* PASSAGE SHOWN *
Anyway, that venting was very helpful. You fabulous, strong, super women give me courage to go on. Thank you for being so honest.
* I’ve been in a number of non-relationship relationships, that is, going out, flirting, hanging out, talking, sharing deep thoughts…and the boy is not interested in being a boyfriend. I am now trying to avoid non-relationship relationships, but it’s hard. They seem to evolve out of…I dunno…something else. They suck. No more!
Hey Anon, send me a pic i will send to my friend.
somebody mentioned your blog on “yiddishechatrooms”.
great job keep it up
This list was perfect and I’m printing it out and putting it near my computer to prevent the trigger fingers on the keyboard!
P.S. Haloscan allows you to moderate comments.
And when you can’t keep walking…kick off your shoes and DANCE! (I do a mean version of Tina Turner doing “Proud Mary” when it hurts too much too breathe.”
Esther-
Posted an iMix to go along with Suggestion #6. Hope you like it, cheesy as it may be.
I would like to tell you, I told one of my single friends about one of the women in this blog scene. I told him she was hot and intelligent, and really cool and alot of fun. I am referring to Esther.
He asked for a pic, so I asked Esther for a pic. She sent me a link to this little tiny pic on her blog. I thought she should send something more prosaic. A larger nicer pic. But she didn’t want to be bothered. So I sent him the link, and nothing ever happened.

* TASK OBJECTIVE *
Extract the blog comments in full, word for word. The items have no connection to the blog comments.

* MATERIAL SHOWN *
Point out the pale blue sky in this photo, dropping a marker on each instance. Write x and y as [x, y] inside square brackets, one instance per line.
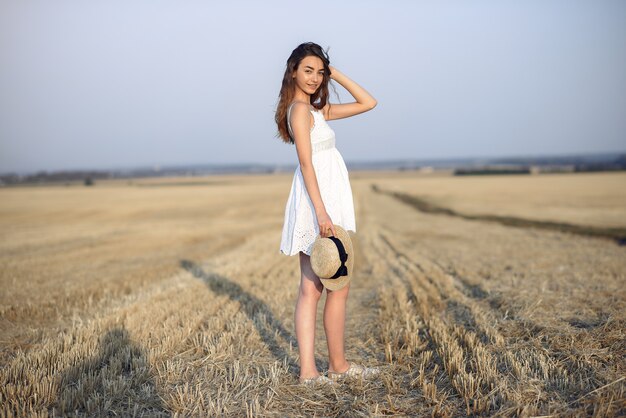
[119, 84]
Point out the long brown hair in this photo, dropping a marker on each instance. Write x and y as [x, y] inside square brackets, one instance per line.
[287, 90]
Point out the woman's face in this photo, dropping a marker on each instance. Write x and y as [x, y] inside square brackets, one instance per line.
[310, 74]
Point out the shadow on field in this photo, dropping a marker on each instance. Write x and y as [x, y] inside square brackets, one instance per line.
[115, 381]
[257, 311]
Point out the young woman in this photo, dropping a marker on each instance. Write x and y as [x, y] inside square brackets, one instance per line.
[320, 198]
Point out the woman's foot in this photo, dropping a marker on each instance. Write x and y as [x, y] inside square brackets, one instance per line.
[319, 380]
[355, 370]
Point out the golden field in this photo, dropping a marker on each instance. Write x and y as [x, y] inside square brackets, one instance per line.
[162, 297]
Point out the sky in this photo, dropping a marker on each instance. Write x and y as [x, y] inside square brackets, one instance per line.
[122, 84]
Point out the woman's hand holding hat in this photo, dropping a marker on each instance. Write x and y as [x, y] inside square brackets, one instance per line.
[327, 228]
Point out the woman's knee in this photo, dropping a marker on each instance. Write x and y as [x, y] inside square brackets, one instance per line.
[310, 288]
[338, 294]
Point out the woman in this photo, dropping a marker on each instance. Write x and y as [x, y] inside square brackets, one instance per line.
[320, 197]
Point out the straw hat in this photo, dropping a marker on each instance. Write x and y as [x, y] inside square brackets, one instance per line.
[332, 259]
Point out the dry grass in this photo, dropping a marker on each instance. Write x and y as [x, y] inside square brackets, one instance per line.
[173, 299]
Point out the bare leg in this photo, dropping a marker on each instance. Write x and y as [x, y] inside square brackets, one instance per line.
[305, 315]
[334, 326]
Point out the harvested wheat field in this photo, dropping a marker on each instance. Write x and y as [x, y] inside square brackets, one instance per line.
[486, 295]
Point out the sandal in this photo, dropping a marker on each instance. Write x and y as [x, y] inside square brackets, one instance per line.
[314, 381]
[355, 370]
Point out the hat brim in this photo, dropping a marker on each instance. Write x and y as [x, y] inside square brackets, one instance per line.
[341, 281]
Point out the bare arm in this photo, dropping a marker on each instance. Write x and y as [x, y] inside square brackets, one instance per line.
[300, 124]
[364, 100]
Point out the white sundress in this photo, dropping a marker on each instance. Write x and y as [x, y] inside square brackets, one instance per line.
[300, 228]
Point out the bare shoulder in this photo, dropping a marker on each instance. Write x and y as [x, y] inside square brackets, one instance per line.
[344, 110]
[300, 116]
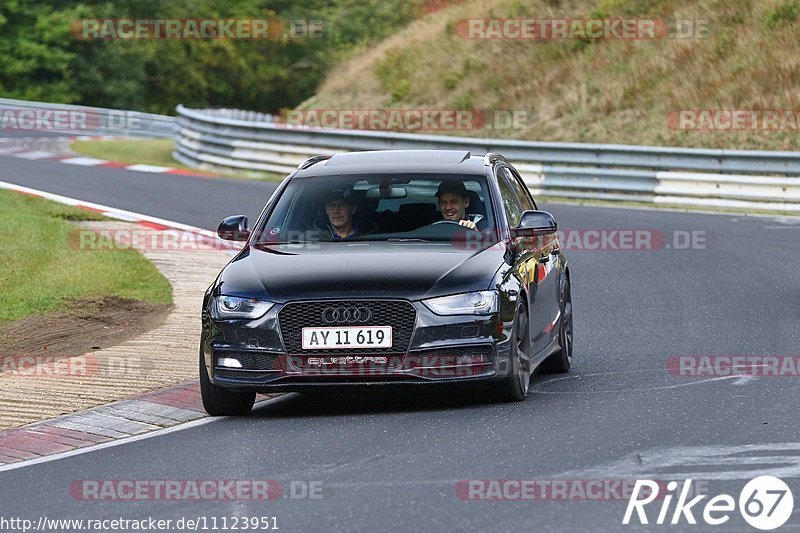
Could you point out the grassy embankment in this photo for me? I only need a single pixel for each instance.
(607, 91)
(152, 152)
(40, 271)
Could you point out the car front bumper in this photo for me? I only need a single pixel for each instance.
(441, 350)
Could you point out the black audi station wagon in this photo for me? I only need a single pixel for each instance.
(384, 270)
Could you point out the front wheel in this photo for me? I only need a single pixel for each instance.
(514, 387)
(218, 401)
(561, 361)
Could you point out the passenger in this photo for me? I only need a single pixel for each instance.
(340, 208)
(453, 202)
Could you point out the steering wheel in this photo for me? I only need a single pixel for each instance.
(452, 222)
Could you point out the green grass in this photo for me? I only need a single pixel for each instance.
(40, 270)
(544, 199)
(153, 152)
(133, 151)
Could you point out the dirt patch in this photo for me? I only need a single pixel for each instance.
(82, 326)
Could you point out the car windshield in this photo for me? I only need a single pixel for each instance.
(396, 208)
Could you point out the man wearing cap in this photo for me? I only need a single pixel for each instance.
(340, 208)
(453, 202)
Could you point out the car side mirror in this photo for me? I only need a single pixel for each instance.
(234, 228)
(534, 223)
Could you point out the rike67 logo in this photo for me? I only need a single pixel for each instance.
(765, 503)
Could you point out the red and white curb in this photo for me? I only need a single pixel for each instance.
(140, 219)
(100, 426)
(150, 414)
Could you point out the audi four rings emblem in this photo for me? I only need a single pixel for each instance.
(346, 315)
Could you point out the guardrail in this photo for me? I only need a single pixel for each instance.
(83, 120)
(244, 140)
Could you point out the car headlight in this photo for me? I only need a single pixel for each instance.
(468, 303)
(236, 307)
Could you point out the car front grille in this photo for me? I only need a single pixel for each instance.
(250, 360)
(398, 314)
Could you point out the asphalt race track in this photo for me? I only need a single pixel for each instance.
(392, 463)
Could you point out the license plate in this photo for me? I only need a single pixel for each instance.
(347, 337)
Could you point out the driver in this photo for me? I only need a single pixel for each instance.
(340, 208)
(453, 202)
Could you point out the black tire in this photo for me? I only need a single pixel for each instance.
(514, 387)
(218, 401)
(561, 361)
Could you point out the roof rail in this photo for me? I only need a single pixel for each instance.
(492, 158)
(312, 160)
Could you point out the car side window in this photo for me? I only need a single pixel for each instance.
(511, 202)
(522, 191)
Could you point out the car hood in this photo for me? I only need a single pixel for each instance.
(366, 269)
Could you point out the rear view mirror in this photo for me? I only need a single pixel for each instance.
(535, 223)
(387, 191)
(234, 228)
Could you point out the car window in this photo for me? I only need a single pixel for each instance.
(511, 202)
(384, 207)
(522, 191)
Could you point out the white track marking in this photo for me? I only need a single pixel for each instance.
(36, 154)
(126, 440)
(148, 168)
(111, 212)
(714, 462)
(84, 161)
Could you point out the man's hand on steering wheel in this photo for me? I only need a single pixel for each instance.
(468, 224)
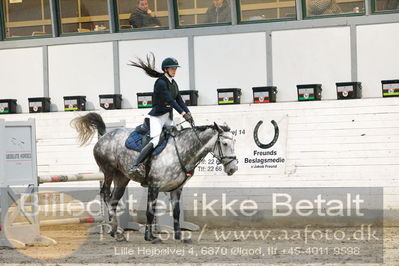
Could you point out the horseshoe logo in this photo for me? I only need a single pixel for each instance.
(275, 138)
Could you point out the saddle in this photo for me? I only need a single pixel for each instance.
(141, 136)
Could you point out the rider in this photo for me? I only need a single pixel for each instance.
(166, 97)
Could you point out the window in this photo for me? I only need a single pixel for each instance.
(332, 7)
(386, 5)
(195, 12)
(267, 9)
(135, 14)
(26, 18)
(83, 16)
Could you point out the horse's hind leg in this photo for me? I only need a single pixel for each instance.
(151, 206)
(120, 184)
(175, 198)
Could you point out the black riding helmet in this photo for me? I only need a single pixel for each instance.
(169, 62)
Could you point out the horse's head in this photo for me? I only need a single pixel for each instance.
(224, 149)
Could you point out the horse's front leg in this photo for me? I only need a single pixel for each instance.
(151, 207)
(175, 198)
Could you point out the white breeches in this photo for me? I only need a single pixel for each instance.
(156, 124)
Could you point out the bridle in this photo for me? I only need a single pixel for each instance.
(220, 157)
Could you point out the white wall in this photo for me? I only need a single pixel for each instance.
(134, 80)
(310, 56)
(80, 69)
(378, 56)
(21, 75)
(229, 61)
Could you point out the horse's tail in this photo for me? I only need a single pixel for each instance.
(87, 125)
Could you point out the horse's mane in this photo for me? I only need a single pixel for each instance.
(202, 128)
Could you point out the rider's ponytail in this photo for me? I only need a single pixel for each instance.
(148, 67)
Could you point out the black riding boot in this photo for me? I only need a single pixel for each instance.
(138, 169)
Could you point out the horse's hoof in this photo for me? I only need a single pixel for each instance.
(156, 241)
(187, 241)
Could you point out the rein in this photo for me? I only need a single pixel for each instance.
(221, 156)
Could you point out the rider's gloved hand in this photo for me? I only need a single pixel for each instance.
(188, 117)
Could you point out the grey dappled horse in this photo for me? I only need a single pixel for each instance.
(167, 172)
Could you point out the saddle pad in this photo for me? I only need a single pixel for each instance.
(133, 142)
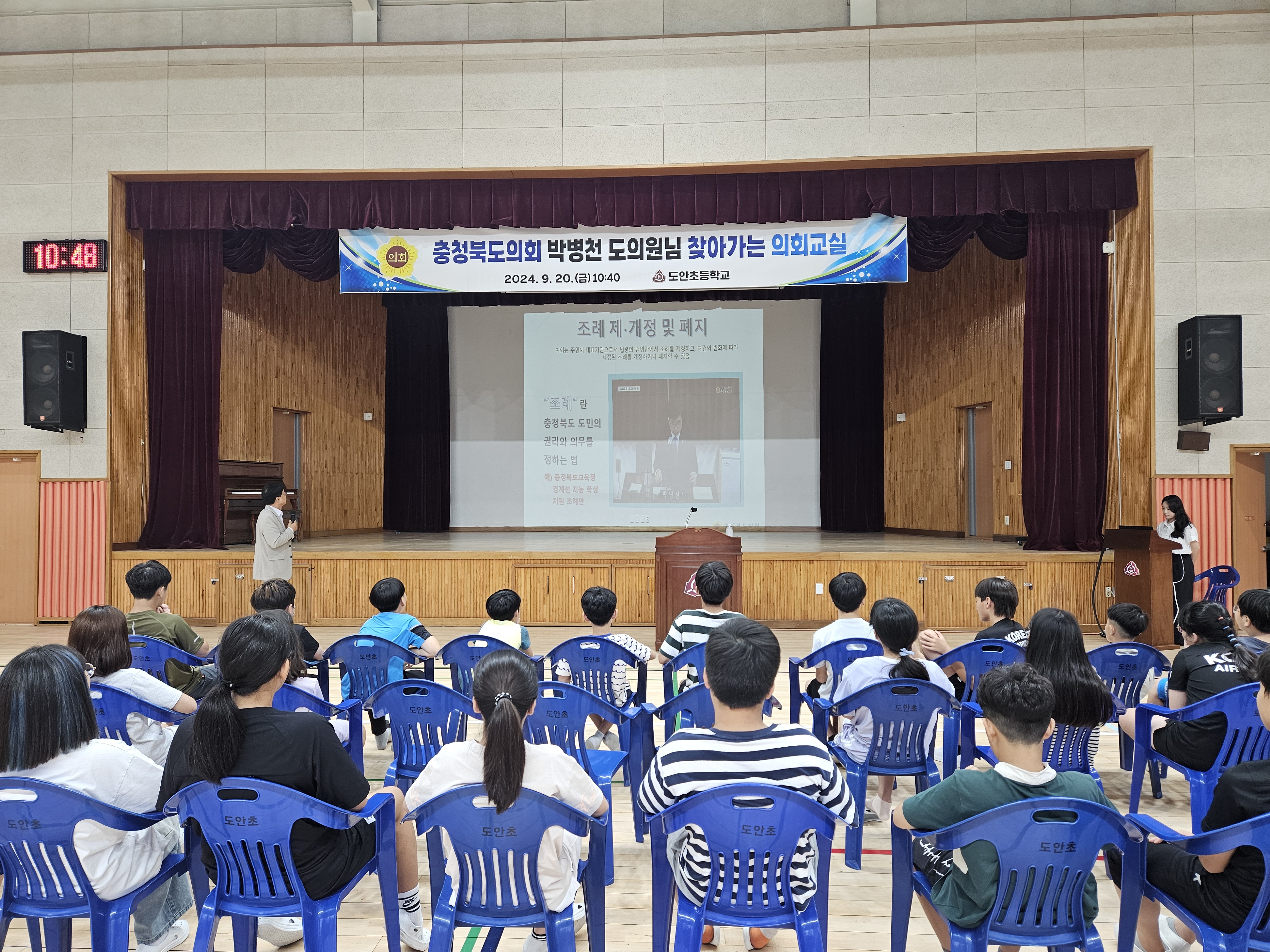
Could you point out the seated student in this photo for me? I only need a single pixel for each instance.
(1126, 623)
(1253, 620)
(744, 659)
(505, 691)
(150, 618)
(238, 733)
(1018, 705)
(393, 624)
(1210, 663)
(505, 621)
(600, 606)
(694, 625)
(995, 602)
(1219, 889)
(100, 634)
(281, 595)
(896, 626)
(1056, 651)
(49, 733)
(848, 592)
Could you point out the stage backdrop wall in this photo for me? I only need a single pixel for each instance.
(298, 345)
(487, 408)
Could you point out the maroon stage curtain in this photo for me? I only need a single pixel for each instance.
(1066, 383)
(184, 343)
(655, 200)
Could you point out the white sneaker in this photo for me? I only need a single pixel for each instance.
(280, 930)
(415, 936)
(177, 934)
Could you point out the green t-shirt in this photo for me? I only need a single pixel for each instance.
(967, 898)
(167, 628)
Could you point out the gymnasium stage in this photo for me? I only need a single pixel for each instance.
(448, 576)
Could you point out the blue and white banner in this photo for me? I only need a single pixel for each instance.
(688, 258)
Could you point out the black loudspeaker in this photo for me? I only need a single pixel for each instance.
(54, 380)
(1211, 369)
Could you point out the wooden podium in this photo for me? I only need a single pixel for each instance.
(1145, 576)
(681, 554)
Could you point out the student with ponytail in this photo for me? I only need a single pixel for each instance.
(238, 733)
(505, 690)
(896, 626)
(1211, 662)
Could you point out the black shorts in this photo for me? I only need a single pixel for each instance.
(1193, 744)
(1180, 875)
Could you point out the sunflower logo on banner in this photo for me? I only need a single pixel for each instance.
(397, 258)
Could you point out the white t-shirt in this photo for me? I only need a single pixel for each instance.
(1189, 535)
(111, 771)
(152, 738)
(857, 733)
(548, 770)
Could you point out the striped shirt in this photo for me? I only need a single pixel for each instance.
(692, 629)
(783, 755)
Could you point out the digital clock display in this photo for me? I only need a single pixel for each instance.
(64, 256)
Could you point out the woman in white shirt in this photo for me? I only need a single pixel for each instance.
(1179, 530)
(49, 733)
(100, 634)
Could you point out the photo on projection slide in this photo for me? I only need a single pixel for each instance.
(676, 440)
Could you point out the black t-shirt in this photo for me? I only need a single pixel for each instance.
(1006, 630)
(1243, 794)
(293, 750)
(308, 643)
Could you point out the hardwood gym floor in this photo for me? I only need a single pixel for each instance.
(859, 904)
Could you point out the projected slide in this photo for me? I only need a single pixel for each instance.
(632, 420)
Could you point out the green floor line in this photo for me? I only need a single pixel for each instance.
(471, 942)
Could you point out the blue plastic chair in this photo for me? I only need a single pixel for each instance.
(1221, 579)
(1247, 739)
(498, 868)
(37, 855)
(365, 659)
(839, 656)
(904, 739)
(695, 657)
(561, 719)
(289, 697)
(424, 717)
(591, 667)
(1125, 668)
(247, 824)
(1039, 898)
(464, 653)
(152, 654)
(1250, 833)
(752, 833)
(979, 658)
(114, 706)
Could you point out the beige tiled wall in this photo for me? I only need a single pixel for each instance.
(1196, 88)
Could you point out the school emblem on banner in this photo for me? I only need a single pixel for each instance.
(397, 258)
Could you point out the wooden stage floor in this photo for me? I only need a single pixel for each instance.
(401, 544)
(859, 902)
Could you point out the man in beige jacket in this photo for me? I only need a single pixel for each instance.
(274, 536)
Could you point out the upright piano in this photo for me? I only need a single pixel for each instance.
(242, 483)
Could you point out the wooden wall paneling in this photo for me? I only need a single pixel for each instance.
(128, 422)
(952, 340)
(298, 345)
(1136, 355)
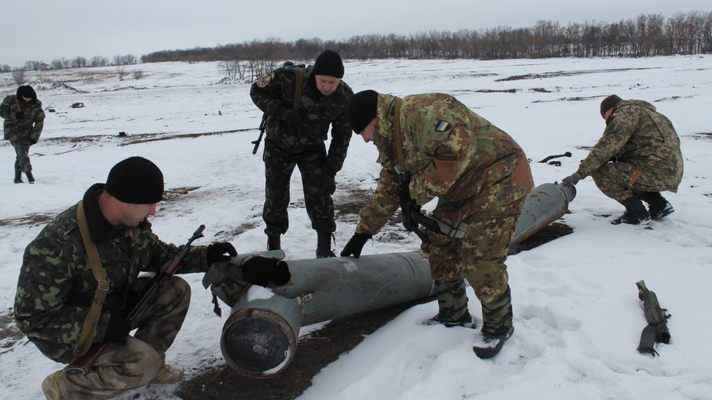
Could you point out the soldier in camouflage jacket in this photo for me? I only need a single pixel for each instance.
(295, 138)
(480, 177)
(56, 287)
(23, 124)
(637, 157)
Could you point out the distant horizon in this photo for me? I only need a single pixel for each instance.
(108, 32)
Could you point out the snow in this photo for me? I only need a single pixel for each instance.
(577, 316)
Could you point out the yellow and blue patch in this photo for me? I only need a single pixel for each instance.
(442, 126)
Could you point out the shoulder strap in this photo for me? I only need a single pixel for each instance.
(88, 331)
(298, 83)
(398, 137)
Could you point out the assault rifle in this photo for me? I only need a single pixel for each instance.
(657, 330)
(82, 364)
(413, 217)
(262, 127)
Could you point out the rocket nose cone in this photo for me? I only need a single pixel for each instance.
(256, 347)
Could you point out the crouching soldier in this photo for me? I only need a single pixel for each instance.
(638, 157)
(429, 146)
(106, 238)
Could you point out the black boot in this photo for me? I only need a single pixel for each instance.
(496, 326)
(452, 305)
(658, 207)
(273, 242)
(323, 245)
(634, 214)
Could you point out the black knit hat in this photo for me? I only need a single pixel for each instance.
(362, 109)
(135, 180)
(609, 102)
(26, 91)
(329, 63)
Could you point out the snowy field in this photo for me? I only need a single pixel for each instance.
(577, 316)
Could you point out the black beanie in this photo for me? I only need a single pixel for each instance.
(26, 91)
(135, 180)
(329, 63)
(362, 109)
(609, 102)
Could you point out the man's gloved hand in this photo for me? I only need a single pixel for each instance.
(217, 252)
(571, 179)
(262, 271)
(118, 328)
(329, 183)
(291, 117)
(355, 245)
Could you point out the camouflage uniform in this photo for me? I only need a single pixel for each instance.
(56, 287)
(24, 131)
(480, 176)
(285, 148)
(639, 152)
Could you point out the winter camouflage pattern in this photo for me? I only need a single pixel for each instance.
(278, 171)
(56, 284)
(24, 131)
(119, 368)
(638, 152)
(276, 90)
(479, 174)
(285, 149)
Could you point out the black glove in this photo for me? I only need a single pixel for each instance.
(355, 245)
(118, 328)
(216, 252)
(329, 183)
(571, 179)
(291, 117)
(262, 271)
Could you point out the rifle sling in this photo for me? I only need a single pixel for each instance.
(88, 331)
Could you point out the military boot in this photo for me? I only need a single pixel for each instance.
(634, 214)
(323, 245)
(658, 207)
(273, 242)
(496, 326)
(452, 305)
(50, 386)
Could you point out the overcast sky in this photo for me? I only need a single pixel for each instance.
(44, 30)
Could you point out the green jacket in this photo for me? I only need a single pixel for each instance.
(637, 134)
(23, 121)
(274, 92)
(451, 153)
(56, 284)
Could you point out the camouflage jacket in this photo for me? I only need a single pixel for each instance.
(637, 134)
(56, 284)
(451, 153)
(23, 122)
(276, 90)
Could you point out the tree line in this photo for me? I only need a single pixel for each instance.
(645, 35)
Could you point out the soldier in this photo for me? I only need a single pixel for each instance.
(23, 124)
(637, 157)
(56, 303)
(299, 105)
(480, 176)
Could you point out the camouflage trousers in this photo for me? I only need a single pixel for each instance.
(621, 181)
(279, 166)
(123, 367)
(491, 216)
(22, 155)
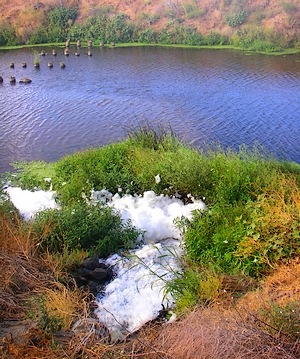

* FINISHED TASK *
Anyway, that venting was very helpful. You fabulous, strong, super women give me courage to go on. Thank you for being so honest.
* I’ve been in a number of non-relationship relationships, that is, going out, flirting, hanging out, talking, sharing deep thoughts…and the boy is not interested in being a boyfriend. I am now trying to avoid non-relationship relationships, but it’s hard. They seem to evolve out of…I dunno…something else. They suck. No more!
Hey Anon, send me a pic i will send to my friend.
somebody mentioned your blog on “yiddishechatrooms”.
great job keep it up
This list was perfect and I’m printing it out and putting it near my computer to prevent the trigger fingers on the keyboard!
P.S. Haloscan allows you to moderate comments.
And when you can’t keep walking…kick off your shoes and DANCE! (I do a mean version of Tina Turner doing “Proud Mary” when it hurts too much too breathe.”
Esther-
Posted an iMix to go along with Suggestion #6. Hope you like it, cheesy as it may be.
I would like to tell you, I told one of my single friends about one of the women in this blog scene. I told him she was hot and intelligent, and really cool and alot of fun. I am referring to Esther.
He asked for a pic, so I asked Esther for a pic. She sent me a link to this little tiny pic on her blog. I thought she should send something more prosaic. A larger nicer pic. But she didn’t want to be bothered. So I sent him the link, and nothing ever happened.